* _Task goal_
Pull out each line in the rows below that contains the word "white", and list those lines.

* _Record excerpts_
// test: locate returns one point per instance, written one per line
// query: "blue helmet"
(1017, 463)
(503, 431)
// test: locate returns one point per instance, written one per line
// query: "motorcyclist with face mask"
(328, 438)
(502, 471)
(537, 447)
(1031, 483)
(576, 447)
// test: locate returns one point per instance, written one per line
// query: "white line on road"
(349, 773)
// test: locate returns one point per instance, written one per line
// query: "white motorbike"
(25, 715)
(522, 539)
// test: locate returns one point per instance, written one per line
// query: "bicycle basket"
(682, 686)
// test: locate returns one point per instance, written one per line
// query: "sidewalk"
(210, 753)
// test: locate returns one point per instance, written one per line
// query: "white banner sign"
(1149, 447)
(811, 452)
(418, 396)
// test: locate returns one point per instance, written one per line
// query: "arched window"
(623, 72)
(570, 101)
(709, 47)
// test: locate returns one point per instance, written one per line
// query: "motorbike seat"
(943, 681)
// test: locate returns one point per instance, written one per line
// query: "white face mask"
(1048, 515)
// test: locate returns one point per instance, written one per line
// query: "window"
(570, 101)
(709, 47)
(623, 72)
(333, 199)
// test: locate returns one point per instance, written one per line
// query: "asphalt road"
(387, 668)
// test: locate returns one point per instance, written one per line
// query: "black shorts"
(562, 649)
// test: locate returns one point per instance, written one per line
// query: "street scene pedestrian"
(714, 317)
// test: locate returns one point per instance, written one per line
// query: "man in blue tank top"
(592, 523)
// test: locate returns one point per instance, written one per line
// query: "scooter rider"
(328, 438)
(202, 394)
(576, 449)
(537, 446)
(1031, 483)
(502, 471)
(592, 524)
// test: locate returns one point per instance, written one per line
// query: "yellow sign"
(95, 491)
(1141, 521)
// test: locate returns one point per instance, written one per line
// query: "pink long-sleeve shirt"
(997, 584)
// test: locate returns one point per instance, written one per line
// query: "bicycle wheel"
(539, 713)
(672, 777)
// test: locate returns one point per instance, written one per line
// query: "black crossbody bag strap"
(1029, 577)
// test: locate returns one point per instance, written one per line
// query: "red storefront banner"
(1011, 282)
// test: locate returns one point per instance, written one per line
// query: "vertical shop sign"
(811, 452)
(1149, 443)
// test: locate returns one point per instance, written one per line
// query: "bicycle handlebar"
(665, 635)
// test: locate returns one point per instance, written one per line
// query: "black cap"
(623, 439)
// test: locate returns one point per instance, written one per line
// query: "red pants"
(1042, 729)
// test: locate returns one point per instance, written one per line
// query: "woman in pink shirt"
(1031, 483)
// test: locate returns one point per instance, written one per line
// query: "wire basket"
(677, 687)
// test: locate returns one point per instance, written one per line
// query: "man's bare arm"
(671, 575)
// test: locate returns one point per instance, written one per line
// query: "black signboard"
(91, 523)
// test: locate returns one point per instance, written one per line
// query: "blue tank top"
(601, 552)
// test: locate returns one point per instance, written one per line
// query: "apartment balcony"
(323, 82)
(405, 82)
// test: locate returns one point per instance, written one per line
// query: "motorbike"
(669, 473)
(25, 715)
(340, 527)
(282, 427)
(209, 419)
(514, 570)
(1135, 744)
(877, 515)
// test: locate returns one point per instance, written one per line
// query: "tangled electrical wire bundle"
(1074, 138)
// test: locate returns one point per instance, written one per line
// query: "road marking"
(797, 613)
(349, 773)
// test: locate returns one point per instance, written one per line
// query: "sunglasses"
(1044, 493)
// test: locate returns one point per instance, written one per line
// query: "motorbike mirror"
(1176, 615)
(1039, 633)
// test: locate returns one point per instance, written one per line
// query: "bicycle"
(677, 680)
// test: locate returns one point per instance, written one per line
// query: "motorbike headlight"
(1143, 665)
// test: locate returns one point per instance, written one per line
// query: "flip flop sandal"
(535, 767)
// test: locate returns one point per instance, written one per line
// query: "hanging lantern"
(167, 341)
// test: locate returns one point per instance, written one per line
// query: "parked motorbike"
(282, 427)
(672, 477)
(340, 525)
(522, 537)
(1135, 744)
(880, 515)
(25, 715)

---

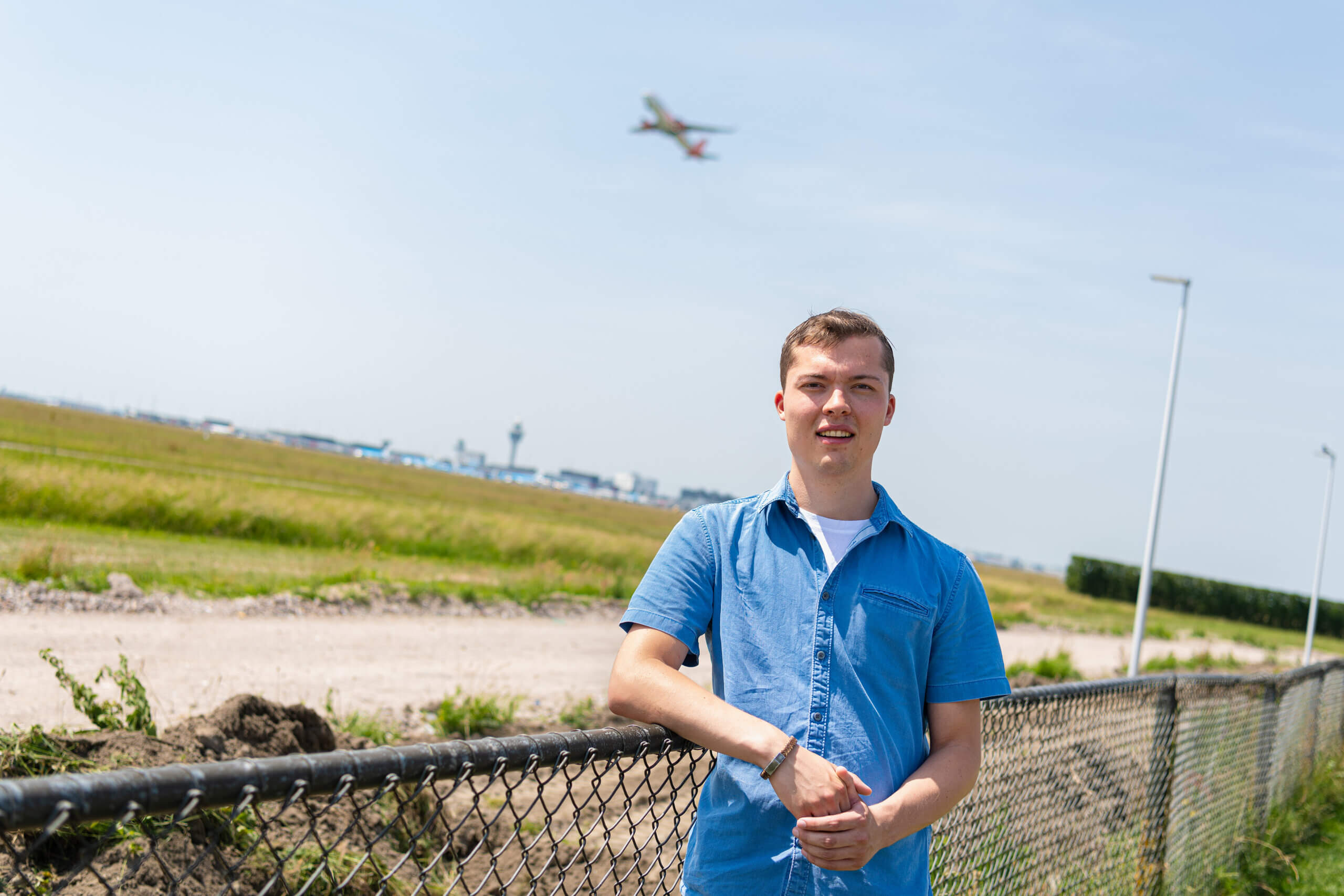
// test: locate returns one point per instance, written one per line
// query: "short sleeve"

* _Correct answer_
// query: "white line on road"
// query: "white motorbike"
// query: "white banner sign"
// query: "white face mask"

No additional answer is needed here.